--- What you need to do ---
Rewrite the rows below, from the line containing "point: one pixel per instance, each like <point>488,194</point>." through the line containing "<point>469,359</point>", as a Markdown table with the columns No. and Content. Put each line's number under No. and its text under Content, and leave out blank lines.

--- Extracted material ---

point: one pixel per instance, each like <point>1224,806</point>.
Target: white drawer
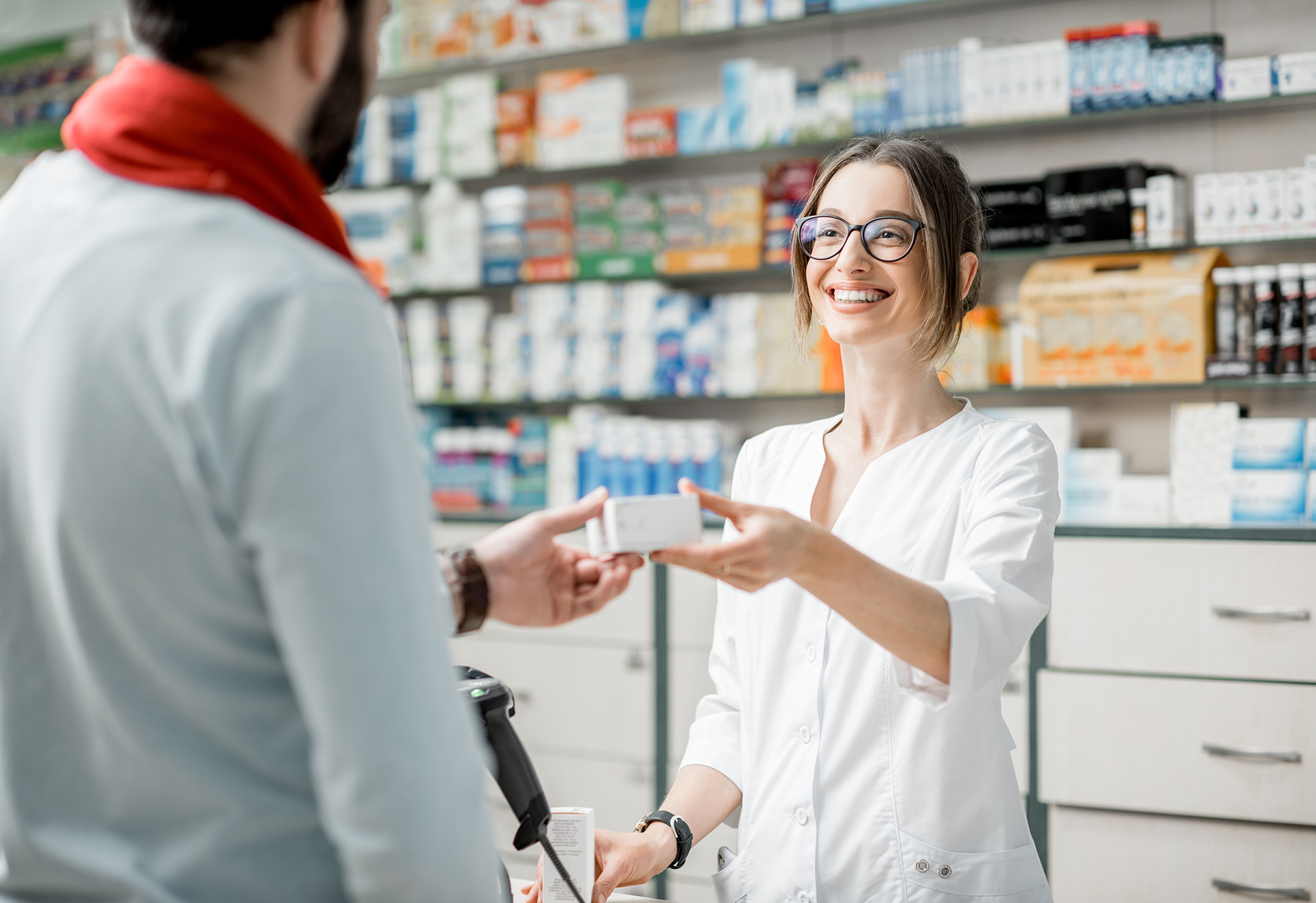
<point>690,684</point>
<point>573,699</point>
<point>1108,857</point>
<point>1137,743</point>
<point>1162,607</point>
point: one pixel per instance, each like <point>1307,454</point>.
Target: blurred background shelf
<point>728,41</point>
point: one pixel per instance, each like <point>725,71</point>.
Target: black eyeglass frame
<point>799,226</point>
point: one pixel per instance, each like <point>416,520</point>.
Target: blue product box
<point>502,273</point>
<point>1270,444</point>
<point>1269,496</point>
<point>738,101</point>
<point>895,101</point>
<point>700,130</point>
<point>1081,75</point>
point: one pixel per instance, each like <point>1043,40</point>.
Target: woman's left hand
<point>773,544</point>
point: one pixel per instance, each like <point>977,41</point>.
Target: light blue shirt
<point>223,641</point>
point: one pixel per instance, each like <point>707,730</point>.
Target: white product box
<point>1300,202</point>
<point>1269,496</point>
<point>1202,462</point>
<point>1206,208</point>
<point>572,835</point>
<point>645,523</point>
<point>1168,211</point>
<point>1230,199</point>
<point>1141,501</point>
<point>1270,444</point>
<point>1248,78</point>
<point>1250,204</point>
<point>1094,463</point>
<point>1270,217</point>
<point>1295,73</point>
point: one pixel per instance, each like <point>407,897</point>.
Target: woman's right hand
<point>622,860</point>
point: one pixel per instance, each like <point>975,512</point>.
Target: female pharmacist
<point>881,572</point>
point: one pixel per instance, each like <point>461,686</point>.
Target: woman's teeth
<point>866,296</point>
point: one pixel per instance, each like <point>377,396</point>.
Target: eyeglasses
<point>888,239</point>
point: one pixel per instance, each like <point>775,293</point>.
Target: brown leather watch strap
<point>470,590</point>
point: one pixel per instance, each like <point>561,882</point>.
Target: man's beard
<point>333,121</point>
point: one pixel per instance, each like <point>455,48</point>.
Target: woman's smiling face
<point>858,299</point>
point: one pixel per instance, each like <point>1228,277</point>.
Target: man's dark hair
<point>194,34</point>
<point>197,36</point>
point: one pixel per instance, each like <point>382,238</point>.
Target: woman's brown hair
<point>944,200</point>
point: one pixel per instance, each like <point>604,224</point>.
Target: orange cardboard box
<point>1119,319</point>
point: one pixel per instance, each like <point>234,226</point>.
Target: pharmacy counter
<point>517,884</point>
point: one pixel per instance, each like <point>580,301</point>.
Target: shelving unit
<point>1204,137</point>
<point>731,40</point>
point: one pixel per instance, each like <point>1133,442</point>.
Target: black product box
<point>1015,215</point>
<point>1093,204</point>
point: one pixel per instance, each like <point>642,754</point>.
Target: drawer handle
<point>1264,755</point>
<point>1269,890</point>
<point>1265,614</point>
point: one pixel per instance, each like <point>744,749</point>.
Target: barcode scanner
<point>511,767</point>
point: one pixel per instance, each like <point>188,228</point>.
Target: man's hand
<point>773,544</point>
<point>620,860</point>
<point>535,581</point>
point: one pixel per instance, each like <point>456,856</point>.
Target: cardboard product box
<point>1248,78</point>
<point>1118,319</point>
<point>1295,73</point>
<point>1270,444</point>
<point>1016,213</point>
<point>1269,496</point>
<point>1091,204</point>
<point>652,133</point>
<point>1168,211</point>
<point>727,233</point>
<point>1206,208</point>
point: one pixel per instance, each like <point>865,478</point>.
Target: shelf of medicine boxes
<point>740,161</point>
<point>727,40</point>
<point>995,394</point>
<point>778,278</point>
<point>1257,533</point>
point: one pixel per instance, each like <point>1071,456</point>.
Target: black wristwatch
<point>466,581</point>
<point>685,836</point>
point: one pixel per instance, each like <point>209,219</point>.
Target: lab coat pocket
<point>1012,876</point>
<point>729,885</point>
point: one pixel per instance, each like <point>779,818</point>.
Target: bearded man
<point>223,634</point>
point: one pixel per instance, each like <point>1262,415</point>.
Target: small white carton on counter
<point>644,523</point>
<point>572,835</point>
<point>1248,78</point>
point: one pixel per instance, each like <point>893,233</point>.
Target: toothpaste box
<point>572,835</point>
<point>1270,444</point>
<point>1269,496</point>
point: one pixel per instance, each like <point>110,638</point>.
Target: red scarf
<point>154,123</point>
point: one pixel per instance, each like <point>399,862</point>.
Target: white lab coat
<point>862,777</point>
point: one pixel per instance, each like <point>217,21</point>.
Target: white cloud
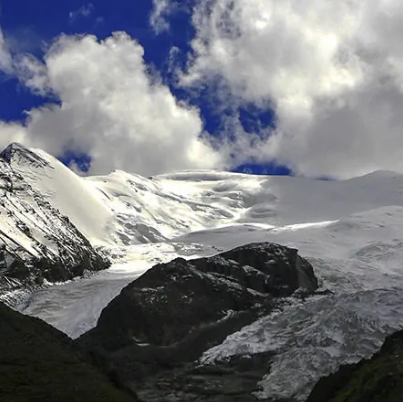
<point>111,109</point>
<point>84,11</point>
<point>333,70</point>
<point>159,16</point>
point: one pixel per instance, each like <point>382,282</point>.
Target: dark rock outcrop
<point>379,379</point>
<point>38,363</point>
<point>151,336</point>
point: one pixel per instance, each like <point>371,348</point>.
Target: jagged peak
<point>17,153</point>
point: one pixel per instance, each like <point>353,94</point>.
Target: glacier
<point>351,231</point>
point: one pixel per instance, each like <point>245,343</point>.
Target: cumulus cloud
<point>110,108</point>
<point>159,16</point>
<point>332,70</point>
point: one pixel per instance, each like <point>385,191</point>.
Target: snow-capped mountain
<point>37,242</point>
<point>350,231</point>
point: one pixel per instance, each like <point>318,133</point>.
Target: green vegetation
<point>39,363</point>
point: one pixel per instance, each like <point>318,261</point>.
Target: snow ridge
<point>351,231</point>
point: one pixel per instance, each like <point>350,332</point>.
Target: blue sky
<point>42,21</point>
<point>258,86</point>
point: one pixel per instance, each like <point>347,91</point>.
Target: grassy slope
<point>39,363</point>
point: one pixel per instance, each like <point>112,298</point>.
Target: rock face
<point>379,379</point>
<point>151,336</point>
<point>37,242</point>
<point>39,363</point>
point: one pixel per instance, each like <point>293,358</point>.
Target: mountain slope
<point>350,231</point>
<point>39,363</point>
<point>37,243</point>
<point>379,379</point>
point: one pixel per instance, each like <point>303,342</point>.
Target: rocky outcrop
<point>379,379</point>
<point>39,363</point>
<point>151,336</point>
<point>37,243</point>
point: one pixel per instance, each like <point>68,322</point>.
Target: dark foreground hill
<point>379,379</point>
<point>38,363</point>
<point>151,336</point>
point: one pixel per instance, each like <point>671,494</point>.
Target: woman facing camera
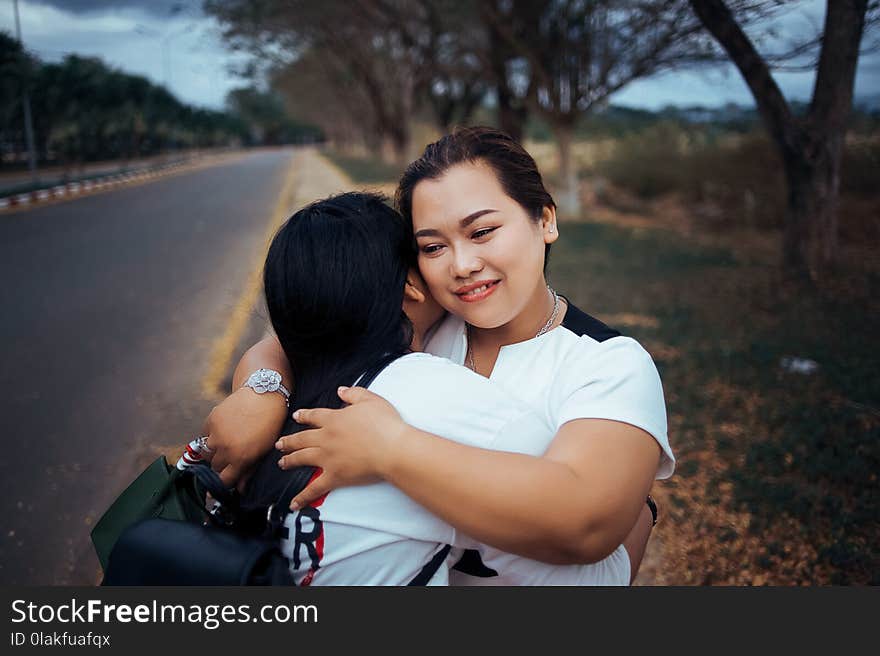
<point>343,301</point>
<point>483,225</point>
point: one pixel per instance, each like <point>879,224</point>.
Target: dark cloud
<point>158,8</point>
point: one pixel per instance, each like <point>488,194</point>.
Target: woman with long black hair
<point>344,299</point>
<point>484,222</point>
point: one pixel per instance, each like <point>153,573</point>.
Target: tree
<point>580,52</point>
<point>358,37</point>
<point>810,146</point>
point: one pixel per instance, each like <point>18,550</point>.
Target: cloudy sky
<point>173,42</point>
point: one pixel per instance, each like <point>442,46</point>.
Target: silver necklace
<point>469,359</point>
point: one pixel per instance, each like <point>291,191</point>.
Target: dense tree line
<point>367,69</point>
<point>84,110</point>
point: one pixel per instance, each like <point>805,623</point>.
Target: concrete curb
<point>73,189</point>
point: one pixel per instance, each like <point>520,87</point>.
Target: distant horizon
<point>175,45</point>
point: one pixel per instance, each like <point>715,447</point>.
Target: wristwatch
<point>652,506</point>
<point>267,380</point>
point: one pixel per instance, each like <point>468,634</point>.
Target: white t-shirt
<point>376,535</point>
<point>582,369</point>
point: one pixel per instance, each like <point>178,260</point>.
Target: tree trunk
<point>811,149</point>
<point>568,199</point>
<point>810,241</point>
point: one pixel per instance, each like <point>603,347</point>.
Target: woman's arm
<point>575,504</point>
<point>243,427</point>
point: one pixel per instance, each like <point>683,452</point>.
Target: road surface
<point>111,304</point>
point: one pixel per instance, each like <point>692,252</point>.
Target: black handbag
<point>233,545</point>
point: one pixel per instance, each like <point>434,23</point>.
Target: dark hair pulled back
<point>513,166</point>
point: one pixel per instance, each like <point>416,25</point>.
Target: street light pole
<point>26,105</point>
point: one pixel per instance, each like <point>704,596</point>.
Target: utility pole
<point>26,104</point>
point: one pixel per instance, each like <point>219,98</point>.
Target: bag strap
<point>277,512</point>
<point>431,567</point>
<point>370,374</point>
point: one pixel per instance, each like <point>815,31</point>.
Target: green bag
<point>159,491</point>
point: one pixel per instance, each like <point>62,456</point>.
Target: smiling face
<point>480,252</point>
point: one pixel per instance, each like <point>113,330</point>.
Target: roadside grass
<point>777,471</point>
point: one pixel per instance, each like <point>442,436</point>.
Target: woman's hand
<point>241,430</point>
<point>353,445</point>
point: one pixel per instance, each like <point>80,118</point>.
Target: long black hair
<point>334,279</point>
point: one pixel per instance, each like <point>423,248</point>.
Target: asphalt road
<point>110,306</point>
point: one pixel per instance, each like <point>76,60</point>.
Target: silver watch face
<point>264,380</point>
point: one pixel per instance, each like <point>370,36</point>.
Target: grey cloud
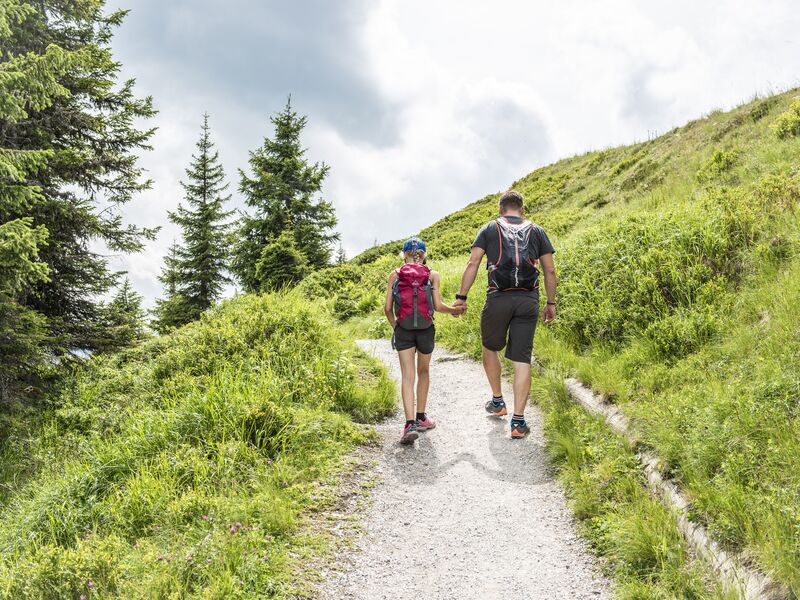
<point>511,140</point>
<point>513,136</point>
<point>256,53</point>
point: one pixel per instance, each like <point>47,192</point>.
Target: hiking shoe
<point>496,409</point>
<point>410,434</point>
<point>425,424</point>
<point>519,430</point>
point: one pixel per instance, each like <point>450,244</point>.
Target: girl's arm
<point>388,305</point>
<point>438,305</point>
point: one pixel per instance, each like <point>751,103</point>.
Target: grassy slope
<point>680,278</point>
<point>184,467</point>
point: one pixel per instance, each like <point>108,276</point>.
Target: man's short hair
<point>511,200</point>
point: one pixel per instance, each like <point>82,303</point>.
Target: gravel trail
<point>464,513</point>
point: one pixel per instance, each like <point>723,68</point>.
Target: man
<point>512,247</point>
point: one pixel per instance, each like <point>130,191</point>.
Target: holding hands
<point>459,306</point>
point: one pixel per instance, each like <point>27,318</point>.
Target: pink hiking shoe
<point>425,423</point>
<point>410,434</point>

--- Task solution ---
| No. | Content |
|---|---|
| 1 | point: one pixel per instance, each like <point>488,194</point>. |
| 2 | Target: woman with long black hair |
| 3 | <point>344,299</point> |
| 4 | <point>484,222</point> |
| 5 | point: one pixel per instance, each like <point>153,573</point>. |
| 6 | Target: tree |
| 7 | <point>580,52</point> |
| 8 | <point>358,37</point> |
| 9 | <point>810,146</point> |
| 10 | point: one pixel per instance, each like <point>18,550</point>. |
| 11 | Target: cloudy sky |
| 12 | <point>173,42</point> |
| 13 | point: one pixel per instance, each like <point>442,46</point>. |
| 14 | Target: silver necklace |
| 15 | <point>469,359</point> |